* START Extract *

Lesson 24 • Advanced

Diffusion Models Explained

By the end of this lesson you'll be able to explain — and run code for — how DALL-E and Stable Diffusion turn random noise into images by learning to denoise, step by step.

What You'll Learn in This Lesson

✓You'll be able to explain the forward (noising) process step by step
✓You'll be able to describe the reverse (denoising) process and sampling
✓You'll be able to say what the model predicts during training (the noise)
✓You'll be able to explain classifier-free guidance and text conditioning
✓You'll be able to describe latent diffusion and why Stable Diffusion is fast
✓You'll be able to name what diffusion can generate (images, audio, more)

Before you start: A little Python helps, since the exercises run real code. If neural networks are new to you, skim Neural Networks first — but it isn't required to follow the ideas here.

🌍 Real-World Analogy: Sculpting from Static

Picture an old TV tuned to a dead channel — a screen full of fuzzy static. Now imagine a sculptor who can look at any patch of static and carefully chip away the randomness until a clear picture appears underneath. That is exactly what a diffusion model does: it sculpts an image out of noise.

During training the model watches the opposite happen thousands of times — real photos slowly dissolving into static — so it learns precisely what "noise" looks like at every stage. To generate something new you hand it a fresh screen of static and your text description, and it removes the noise a little at a time, guided by your words, until a finished image emerges.

Diffusion models power DALL-E, Stable Diffusion, Midjourney, and Imagen. They produce higher-quality images than older GANs with far more stable training, and the same denoising recipe also generates audio, video, and 3D shapes.

1The Forward Process — adding noise on purpose

The forward process takes clean data and adds a small amount of Gaussian noise (bell-curve random values) at each of many timesteps. Repeat it enough and the data becomes indistinguishable from pure noise. Crucially this process is fixed, not learned — it follows a preset noise schedule (called beta) that decides how much noise to add at each step.

Why deliberately destroy data? Because it creates perfect training pairs: at every step you know exactly how much noise you added, so you can teach a network to undo it. Run the worked example below to watch a tiny 5-value signal dissolve into noise.

* END Extract *

*Direction*
Set down the passage of the diffusion models lesson word for word, beginning at the words "During training the" and stopping after "finished image emerges.".

* START Material *

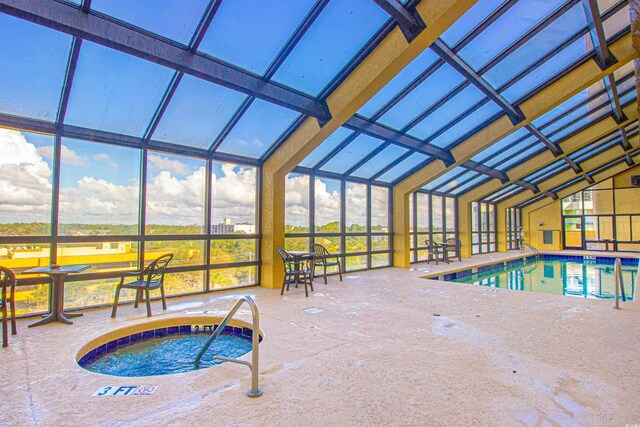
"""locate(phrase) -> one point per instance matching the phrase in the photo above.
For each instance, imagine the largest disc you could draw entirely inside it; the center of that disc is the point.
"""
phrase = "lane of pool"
(571, 276)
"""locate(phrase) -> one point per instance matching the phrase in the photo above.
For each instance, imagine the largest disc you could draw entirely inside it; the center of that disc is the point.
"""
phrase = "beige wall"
(546, 218)
(627, 200)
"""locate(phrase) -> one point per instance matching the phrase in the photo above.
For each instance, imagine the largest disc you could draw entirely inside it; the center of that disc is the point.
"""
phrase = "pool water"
(168, 355)
(585, 279)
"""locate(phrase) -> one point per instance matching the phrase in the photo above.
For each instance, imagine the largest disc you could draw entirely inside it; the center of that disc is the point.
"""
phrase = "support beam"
(392, 54)
(485, 170)
(375, 130)
(599, 130)
(628, 160)
(604, 58)
(609, 173)
(624, 139)
(103, 31)
(446, 54)
(545, 189)
(204, 24)
(614, 99)
(552, 146)
(526, 185)
(576, 168)
(410, 23)
(72, 64)
(612, 156)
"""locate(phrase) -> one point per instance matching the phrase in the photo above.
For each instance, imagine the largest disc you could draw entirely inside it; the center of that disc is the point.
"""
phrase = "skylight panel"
(251, 33)
(33, 68)
(257, 130)
(115, 92)
(173, 19)
(342, 29)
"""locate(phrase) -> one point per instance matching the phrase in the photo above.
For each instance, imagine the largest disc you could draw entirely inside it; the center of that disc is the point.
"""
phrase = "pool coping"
(465, 271)
(120, 338)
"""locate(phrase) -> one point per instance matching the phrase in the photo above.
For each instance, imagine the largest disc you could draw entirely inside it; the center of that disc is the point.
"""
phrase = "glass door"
(573, 233)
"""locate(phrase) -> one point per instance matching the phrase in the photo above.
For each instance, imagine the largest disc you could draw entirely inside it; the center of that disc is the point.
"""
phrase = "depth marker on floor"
(126, 390)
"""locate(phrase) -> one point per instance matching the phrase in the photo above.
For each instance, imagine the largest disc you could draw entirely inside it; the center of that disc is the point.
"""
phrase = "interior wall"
(546, 218)
(549, 217)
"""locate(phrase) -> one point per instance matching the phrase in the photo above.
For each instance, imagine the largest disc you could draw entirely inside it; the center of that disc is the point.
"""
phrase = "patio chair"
(454, 246)
(7, 283)
(322, 258)
(434, 251)
(147, 279)
(295, 269)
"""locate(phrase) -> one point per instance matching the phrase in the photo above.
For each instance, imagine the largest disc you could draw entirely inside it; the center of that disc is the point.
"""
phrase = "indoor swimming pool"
(578, 276)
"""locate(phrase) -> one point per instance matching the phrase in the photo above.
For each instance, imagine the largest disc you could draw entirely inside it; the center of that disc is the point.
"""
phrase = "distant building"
(226, 227)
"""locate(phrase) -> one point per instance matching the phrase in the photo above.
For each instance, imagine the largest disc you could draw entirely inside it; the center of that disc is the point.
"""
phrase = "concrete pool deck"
(387, 348)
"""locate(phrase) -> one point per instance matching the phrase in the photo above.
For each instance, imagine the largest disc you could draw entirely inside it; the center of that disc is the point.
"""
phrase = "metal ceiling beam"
(604, 58)
(295, 38)
(204, 24)
(106, 32)
(164, 103)
(366, 158)
(392, 165)
(375, 130)
(68, 81)
(576, 168)
(614, 99)
(624, 142)
(628, 160)
(527, 185)
(485, 170)
(410, 23)
(552, 146)
(443, 51)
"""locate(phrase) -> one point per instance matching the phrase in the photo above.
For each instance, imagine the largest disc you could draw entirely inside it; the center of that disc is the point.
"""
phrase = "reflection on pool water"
(580, 278)
(165, 354)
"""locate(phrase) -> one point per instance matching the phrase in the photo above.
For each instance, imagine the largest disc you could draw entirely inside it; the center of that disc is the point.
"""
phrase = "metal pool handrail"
(524, 245)
(255, 342)
(619, 283)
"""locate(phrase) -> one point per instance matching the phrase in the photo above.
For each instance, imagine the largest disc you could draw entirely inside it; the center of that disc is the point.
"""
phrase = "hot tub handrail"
(255, 342)
(619, 283)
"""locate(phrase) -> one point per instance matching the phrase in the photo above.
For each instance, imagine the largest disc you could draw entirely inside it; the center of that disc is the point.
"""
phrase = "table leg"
(57, 304)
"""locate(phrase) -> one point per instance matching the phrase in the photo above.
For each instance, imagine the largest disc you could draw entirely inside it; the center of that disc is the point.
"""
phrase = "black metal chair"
(7, 283)
(322, 258)
(434, 251)
(296, 269)
(154, 273)
(454, 246)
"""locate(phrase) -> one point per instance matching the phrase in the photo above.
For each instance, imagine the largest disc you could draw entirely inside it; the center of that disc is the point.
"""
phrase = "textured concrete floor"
(376, 355)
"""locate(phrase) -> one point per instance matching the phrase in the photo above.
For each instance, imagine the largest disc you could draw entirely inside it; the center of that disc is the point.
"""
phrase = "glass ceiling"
(516, 47)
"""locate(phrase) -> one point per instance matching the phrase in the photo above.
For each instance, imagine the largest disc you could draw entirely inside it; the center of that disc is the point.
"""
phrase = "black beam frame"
(445, 53)
(409, 21)
(110, 33)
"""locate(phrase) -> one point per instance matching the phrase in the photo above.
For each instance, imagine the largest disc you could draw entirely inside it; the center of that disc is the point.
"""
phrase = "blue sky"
(118, 93)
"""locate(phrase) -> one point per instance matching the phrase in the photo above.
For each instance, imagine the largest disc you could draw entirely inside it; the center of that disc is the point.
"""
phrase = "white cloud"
(104, 157)
(174, 201)
(68, 155)
(25, 180)
(234, 194)
(99, 201)
(327, 204)
(297, 200)
(165, 164)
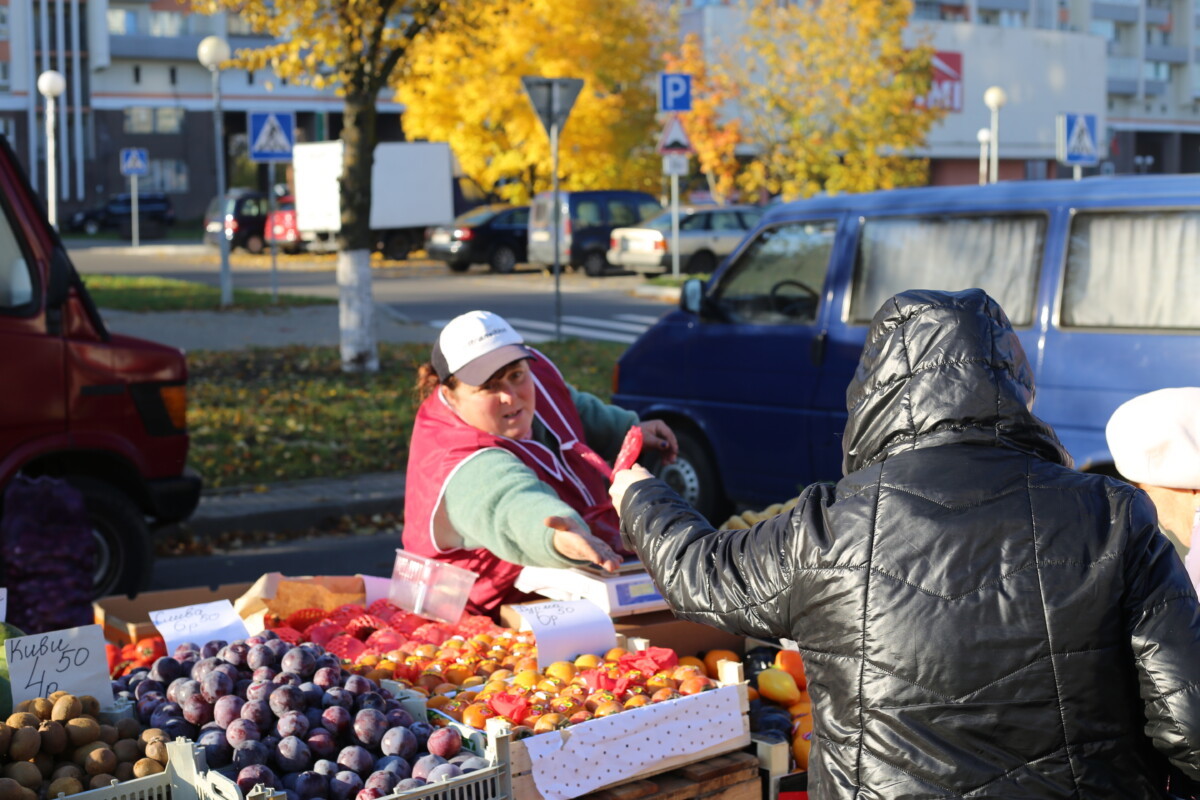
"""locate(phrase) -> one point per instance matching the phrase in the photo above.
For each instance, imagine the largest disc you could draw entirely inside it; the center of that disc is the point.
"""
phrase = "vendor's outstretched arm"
(742, 581)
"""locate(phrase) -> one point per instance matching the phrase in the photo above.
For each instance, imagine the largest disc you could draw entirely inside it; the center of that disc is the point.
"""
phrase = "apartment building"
(1135, 64)
(133, 80)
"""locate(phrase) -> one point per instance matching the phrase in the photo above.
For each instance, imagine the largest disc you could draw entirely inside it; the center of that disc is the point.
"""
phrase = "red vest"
(442, 441)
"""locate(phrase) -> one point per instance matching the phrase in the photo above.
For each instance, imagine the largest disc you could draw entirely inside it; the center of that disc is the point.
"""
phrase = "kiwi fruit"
(23, 720)
(24, 744)
(157, 751)
(66, 770)
(24, 773)
(66, 708)
(64, 786)
(82, 731)
(54, 737)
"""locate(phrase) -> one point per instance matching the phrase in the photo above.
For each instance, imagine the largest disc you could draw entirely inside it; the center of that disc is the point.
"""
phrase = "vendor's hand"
(623, 480)
(574, 542)
(659, 437)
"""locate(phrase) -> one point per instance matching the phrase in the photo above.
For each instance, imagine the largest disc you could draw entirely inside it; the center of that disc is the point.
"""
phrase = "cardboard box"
(127, 619)
(618, 595)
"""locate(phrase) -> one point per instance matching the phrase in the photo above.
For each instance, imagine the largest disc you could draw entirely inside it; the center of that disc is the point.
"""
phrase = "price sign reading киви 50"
(70, 661)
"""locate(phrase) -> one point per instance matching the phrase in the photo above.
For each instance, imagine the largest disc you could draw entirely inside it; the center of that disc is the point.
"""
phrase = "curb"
(295, 505)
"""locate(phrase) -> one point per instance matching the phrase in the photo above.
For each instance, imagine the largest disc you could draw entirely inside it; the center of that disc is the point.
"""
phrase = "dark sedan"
(490, 234)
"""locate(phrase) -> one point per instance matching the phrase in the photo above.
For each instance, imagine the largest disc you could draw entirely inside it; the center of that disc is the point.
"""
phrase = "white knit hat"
(1155, 438)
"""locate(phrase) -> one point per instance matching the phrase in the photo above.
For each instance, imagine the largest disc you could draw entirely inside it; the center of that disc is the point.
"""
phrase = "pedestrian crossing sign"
(1078, 142)
(271, 136)
(135, 162)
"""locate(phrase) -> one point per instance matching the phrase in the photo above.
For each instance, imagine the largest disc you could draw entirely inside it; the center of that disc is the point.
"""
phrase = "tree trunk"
(355, 300)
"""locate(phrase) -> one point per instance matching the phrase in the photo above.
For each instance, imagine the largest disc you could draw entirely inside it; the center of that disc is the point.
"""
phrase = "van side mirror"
(691, 295)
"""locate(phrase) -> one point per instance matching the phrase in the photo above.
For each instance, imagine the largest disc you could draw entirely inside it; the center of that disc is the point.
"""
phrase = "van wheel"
(124, 555)
(694, 477)
(595, 264)
(701, 263)
(503, 260)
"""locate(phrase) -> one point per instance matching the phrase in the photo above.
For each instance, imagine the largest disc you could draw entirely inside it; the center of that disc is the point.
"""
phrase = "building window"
(167, 175)
(143, 119)
(121, 22)
(166, 23)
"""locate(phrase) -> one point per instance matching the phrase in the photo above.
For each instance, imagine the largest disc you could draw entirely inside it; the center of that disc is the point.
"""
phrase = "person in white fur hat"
(1155, 439)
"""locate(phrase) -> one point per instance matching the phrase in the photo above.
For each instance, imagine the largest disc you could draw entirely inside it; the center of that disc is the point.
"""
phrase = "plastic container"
(432, 589)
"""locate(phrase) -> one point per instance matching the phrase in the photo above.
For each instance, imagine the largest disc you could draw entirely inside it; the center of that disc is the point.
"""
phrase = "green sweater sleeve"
(604, 425)
(497, 503)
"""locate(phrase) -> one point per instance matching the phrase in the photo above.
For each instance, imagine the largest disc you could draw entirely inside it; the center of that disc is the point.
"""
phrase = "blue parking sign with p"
(675, 91)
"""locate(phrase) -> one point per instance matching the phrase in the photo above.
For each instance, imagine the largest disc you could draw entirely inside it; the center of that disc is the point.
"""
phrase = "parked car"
(103, 411)
(491, 234)
(587, 222)
(1098, 277)
(281, 227)
(117, 212)
(707, 234)
(241, 214)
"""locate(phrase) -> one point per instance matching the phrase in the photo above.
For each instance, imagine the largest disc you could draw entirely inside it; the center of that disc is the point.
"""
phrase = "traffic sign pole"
(133, 206)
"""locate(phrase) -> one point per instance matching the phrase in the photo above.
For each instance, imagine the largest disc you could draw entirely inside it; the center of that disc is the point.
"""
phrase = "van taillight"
(174, 400)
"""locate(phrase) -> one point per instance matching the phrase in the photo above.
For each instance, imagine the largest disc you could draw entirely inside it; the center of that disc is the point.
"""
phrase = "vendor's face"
(503, 405)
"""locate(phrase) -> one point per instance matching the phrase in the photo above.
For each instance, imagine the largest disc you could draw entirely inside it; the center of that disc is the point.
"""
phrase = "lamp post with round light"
(213, 53)
(52, 84)
(995, 100)
(983, 136)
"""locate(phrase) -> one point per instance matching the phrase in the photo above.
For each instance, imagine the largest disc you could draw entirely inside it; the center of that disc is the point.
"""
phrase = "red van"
(105, 411)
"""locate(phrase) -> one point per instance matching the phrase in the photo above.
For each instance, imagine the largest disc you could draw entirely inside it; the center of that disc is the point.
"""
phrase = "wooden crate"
(735, 776)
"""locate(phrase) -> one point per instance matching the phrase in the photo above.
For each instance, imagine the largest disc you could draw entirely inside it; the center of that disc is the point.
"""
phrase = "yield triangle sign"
(673, 138)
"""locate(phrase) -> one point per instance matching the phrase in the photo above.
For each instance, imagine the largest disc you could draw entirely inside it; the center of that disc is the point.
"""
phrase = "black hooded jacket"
(977, 619)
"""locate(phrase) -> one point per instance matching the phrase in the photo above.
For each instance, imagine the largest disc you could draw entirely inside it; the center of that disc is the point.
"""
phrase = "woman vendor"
(507, 464)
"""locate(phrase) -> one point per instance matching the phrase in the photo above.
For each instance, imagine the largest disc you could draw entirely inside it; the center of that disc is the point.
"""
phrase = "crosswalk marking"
(623, 328)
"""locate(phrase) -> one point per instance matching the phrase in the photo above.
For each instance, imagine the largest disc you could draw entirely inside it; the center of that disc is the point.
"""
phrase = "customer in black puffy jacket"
(977, 618)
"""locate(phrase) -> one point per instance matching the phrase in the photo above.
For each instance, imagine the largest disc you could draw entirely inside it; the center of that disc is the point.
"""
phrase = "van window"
(779, 277)
(16, 282)
(1133, 270)
(997, 254)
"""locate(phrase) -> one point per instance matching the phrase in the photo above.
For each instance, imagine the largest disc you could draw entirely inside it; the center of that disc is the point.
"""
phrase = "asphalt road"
(424, 292)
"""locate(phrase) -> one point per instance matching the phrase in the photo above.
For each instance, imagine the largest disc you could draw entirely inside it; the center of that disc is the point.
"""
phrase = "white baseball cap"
(473, 346)
(1155, 438)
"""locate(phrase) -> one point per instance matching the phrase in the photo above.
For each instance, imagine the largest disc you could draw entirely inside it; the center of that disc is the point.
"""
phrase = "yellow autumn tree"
(354, 47)
(714, 132)
(463, 86)
(832, 96)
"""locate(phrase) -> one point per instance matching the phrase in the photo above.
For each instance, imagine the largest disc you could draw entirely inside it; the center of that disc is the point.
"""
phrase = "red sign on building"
(946, 90)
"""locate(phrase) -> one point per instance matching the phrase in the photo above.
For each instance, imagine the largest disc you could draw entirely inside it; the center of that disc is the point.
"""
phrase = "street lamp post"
(983, 136)
(995, 100)
(213, 53)
(52, 84)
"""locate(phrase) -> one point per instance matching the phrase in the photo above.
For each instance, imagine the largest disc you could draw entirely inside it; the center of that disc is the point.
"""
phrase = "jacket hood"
(937, 368)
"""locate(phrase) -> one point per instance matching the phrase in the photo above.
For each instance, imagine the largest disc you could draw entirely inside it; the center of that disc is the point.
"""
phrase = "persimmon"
(715, 656)
(696, 685)
(791, 662)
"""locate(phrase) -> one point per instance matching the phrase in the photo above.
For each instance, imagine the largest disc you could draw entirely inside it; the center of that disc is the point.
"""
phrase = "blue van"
(1101, 278)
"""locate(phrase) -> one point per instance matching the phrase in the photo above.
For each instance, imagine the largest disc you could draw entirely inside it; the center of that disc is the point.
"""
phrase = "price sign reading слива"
(199, 624)
(71, 661)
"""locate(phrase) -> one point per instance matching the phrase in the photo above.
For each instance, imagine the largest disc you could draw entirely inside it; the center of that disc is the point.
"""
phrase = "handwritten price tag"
(199, 624)
(565, 629)
(72, 661)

* END Material *

*Answer to the task*
During training the model watches the opposite happen thousands of times — real photos slowly dissolving into static — so it learns precisely what "noise" looks like at every stage. To generate something new you hand it a fresh screen of static and your text description, and it removes the noise a little at a time, guided by your words, until a finished image emerges.